• Referring expression data:
***
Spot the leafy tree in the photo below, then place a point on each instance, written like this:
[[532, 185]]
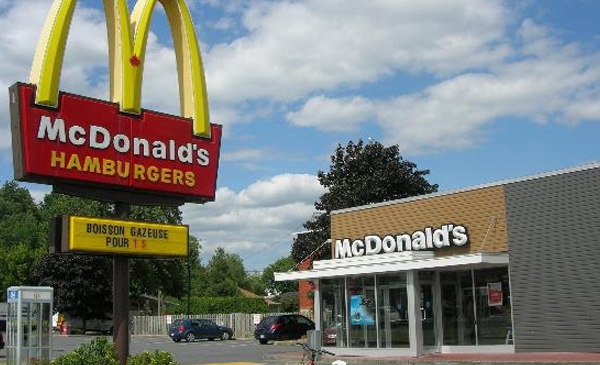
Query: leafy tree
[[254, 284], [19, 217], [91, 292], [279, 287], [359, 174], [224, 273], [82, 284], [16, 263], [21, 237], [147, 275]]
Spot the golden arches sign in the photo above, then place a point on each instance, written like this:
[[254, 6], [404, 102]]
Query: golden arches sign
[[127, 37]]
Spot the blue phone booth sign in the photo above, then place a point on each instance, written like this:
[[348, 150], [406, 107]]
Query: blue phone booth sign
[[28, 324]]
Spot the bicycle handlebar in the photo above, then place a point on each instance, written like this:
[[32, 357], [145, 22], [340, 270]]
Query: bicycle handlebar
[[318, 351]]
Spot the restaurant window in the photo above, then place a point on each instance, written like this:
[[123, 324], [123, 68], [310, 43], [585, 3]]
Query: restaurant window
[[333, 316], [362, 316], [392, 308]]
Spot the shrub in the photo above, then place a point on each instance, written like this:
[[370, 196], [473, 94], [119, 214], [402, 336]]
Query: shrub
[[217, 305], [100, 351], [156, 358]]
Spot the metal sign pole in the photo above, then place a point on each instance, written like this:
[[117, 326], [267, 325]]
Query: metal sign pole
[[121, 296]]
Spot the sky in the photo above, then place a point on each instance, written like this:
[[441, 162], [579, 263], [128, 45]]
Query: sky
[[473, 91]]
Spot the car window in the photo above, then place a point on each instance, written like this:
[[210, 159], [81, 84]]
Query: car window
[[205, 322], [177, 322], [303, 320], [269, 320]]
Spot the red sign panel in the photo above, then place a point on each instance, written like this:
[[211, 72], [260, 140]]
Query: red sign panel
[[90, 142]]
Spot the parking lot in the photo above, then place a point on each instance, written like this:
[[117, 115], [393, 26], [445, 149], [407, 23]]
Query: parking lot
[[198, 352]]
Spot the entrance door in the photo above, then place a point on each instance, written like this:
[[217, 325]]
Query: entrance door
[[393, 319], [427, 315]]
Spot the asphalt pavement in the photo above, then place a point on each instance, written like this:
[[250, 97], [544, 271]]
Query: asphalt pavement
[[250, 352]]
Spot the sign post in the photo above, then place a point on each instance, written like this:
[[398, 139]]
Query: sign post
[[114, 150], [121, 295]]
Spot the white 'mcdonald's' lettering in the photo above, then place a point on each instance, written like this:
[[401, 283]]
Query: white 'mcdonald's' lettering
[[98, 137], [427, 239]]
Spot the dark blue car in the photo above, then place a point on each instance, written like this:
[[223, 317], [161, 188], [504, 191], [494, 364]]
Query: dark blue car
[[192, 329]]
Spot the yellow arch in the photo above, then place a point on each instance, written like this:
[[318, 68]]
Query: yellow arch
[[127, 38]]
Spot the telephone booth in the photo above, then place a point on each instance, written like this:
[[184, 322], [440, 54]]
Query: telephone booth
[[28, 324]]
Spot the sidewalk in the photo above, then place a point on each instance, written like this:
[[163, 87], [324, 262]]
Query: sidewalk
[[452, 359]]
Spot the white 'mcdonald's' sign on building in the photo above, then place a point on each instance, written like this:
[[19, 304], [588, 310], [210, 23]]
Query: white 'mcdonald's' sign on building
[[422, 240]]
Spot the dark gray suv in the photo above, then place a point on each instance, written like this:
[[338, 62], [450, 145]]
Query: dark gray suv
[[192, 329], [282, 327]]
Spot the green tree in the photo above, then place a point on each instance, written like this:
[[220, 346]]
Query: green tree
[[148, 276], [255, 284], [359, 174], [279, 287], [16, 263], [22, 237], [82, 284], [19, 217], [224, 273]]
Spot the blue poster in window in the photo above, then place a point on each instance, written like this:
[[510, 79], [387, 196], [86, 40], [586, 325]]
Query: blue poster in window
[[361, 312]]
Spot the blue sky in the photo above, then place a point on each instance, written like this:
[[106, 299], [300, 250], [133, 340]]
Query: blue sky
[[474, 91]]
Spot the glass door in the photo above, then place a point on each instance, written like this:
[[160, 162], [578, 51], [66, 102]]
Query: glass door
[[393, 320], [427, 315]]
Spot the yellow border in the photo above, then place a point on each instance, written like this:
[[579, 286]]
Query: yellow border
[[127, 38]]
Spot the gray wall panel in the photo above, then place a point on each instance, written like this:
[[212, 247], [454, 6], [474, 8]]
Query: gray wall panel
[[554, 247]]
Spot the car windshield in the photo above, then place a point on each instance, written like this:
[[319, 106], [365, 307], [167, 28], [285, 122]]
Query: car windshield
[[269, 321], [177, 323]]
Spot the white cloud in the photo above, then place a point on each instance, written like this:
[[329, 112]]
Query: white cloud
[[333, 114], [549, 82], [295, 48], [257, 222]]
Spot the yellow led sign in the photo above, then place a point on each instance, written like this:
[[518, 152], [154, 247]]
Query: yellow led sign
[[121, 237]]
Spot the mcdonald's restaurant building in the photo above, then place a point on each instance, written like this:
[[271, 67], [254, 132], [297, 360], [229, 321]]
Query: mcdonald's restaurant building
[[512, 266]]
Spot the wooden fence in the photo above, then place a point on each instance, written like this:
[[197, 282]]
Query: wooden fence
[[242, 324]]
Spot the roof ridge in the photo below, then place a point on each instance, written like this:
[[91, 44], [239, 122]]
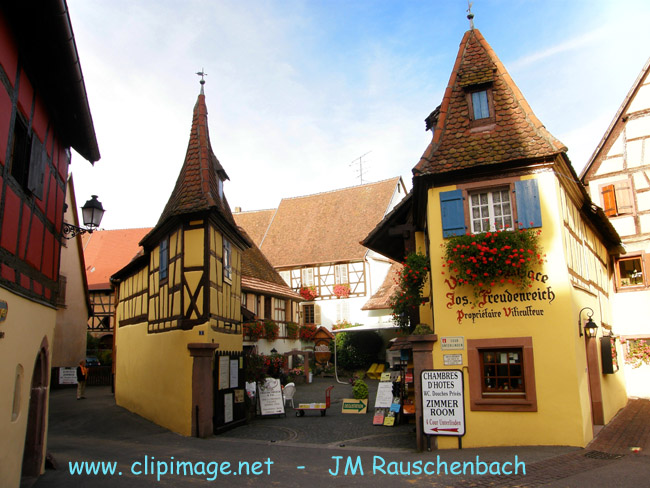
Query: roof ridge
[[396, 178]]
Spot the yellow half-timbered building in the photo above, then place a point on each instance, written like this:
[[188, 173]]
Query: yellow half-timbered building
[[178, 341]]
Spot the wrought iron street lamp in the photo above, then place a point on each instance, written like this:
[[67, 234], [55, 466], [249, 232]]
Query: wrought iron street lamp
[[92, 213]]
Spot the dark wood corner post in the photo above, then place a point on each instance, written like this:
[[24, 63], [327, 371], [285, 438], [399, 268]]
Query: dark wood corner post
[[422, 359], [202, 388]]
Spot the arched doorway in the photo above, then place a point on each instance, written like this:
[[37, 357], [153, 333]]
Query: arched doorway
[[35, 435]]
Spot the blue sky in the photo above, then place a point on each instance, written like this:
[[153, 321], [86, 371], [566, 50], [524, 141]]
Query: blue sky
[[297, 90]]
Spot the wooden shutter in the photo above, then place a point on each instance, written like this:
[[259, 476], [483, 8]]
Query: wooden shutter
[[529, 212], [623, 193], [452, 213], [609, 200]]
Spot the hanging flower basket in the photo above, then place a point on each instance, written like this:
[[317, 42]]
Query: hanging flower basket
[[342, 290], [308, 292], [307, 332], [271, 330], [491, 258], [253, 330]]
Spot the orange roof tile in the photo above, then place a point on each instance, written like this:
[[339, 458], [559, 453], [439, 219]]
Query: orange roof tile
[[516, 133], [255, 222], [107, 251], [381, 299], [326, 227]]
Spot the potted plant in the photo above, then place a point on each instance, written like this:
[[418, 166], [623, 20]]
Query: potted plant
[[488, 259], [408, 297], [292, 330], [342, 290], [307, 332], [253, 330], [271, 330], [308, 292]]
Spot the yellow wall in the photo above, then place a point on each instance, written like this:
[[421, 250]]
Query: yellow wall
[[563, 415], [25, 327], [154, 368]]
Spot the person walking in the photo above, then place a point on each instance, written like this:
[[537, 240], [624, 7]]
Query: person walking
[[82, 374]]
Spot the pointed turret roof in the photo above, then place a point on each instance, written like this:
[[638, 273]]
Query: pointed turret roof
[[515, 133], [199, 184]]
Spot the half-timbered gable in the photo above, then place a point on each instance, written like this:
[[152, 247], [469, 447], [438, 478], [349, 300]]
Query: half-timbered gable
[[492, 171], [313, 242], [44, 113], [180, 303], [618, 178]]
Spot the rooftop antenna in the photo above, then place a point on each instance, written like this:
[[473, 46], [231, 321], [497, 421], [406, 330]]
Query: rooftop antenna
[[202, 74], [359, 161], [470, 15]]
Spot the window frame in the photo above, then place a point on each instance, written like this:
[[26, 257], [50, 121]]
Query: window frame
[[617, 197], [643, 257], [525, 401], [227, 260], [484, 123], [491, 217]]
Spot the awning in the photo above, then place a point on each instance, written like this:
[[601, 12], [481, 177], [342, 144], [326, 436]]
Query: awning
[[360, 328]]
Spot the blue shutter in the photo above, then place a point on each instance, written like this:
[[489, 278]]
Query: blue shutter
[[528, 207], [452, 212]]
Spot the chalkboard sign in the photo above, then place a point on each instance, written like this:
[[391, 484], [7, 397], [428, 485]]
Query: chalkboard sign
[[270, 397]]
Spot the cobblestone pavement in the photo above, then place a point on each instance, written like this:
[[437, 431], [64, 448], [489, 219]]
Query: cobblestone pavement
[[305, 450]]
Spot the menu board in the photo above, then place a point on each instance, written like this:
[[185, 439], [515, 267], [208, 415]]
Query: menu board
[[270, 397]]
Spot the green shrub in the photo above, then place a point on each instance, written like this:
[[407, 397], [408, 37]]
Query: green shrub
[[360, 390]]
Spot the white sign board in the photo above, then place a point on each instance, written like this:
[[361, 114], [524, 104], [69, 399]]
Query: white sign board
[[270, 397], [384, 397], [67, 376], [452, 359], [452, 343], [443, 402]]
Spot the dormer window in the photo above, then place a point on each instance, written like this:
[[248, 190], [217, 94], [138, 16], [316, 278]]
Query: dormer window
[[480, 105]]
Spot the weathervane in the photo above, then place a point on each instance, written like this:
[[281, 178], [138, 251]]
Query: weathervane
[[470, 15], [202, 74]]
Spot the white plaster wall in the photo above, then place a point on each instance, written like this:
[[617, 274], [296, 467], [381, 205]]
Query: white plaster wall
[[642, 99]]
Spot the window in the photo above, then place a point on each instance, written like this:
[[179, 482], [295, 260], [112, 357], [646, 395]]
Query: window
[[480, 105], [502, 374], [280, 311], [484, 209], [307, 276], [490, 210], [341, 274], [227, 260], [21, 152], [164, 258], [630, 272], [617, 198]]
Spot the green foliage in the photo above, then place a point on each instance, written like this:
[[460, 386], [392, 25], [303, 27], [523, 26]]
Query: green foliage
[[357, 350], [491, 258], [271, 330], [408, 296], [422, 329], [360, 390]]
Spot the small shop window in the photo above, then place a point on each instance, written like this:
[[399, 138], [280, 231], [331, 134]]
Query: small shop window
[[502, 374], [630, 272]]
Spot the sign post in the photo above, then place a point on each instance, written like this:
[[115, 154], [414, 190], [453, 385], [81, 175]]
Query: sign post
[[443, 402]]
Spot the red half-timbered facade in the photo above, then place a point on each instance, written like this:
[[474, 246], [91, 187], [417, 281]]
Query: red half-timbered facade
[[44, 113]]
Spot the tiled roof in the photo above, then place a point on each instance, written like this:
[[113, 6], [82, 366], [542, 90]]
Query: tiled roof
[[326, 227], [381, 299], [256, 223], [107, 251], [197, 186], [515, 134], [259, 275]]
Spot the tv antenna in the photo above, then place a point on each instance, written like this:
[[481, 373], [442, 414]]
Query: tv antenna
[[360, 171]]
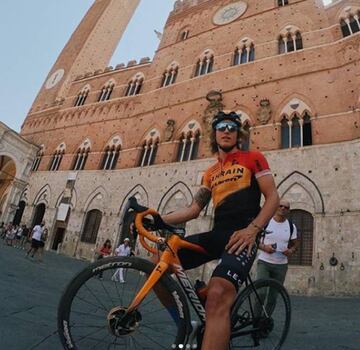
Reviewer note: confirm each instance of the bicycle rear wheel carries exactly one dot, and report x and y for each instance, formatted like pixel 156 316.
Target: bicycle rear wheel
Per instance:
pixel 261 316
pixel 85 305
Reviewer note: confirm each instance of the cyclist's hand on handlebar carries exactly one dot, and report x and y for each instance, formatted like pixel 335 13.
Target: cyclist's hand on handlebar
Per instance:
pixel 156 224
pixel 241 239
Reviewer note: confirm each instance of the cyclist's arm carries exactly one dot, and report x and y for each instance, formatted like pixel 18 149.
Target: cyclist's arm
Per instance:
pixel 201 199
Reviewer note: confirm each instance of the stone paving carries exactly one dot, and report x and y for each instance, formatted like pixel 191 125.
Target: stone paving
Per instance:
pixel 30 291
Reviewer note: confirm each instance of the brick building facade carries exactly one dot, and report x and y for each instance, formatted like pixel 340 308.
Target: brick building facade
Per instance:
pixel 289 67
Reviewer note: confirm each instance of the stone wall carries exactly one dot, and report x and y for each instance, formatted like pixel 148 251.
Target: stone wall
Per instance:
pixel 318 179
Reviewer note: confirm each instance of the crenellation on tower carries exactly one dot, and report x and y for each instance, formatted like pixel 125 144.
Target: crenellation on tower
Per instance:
***
Wherever a line contains the string "tower", copy that line from the data.

Reviewer note: confirm each instance of the crenellation on tower carries exactly one dot, and report x and y for each instance, formatted like pixel 125 144.
Target: crenellation on tower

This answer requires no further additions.